*TASK INSTRUCTIONS*. According to the Ecuador oil news item below, how many groups submitted bids to expand the country's main crude oil pipeline?

*PAGE EXCERPT*.
ECUADOR SIGNS PSCS, TAKES BIDS TO EXPAND PIPELINE

May 29, 1995
Ecuador's state owned Petroleos del Ecuador (Petroecuador)(16886 bytes) has signed five production sharing contracts (PSCS) with foreign oil companies covering exploration in that country. In addition, the government is considering renegotiating service contracts that private companies work under to develop oil fields and converting the contracts to PSCS. Meantime, Petroecuador has received bids from three groups for the long delayed expansion of Ecuador's main crude oil pipeline.

Ecuador's state owned Petroleos del Ecuador (Petroecuador)(16886 bytes) has signed five production sharing contracts (PSCS) with foreign oil companies covering exploration in that country.

In addition, the government is considering renegotiating service contracts that private companies work under to develop oil fields and converting the contracts to PSCS.

*EXTRACTED RECORDS*.
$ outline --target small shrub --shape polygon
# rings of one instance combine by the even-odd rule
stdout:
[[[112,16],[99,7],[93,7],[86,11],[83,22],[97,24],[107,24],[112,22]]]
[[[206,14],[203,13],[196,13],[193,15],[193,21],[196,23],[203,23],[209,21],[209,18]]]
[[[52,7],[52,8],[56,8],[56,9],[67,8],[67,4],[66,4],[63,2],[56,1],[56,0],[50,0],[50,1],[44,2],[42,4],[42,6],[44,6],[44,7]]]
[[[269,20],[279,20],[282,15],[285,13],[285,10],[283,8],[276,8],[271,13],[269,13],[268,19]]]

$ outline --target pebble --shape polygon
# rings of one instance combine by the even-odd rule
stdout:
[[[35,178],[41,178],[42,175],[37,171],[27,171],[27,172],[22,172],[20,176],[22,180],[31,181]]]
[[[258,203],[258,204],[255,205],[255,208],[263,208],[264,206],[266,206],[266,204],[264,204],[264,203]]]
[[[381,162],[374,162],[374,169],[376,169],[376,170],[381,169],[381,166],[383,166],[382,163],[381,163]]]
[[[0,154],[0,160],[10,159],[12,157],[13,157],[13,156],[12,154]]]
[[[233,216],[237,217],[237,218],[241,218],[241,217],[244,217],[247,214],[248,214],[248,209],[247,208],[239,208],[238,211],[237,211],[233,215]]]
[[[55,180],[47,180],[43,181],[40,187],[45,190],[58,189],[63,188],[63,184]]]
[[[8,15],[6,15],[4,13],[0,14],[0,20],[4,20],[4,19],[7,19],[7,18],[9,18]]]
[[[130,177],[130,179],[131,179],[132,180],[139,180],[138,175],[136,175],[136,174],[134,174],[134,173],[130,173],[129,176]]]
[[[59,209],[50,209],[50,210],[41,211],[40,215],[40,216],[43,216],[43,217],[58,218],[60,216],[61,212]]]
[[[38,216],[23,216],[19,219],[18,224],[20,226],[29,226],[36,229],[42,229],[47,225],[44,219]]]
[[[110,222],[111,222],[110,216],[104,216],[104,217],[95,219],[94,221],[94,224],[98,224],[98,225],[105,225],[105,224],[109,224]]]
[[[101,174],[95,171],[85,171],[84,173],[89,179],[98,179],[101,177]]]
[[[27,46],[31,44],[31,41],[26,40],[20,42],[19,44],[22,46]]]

*REPLY*. Three groups.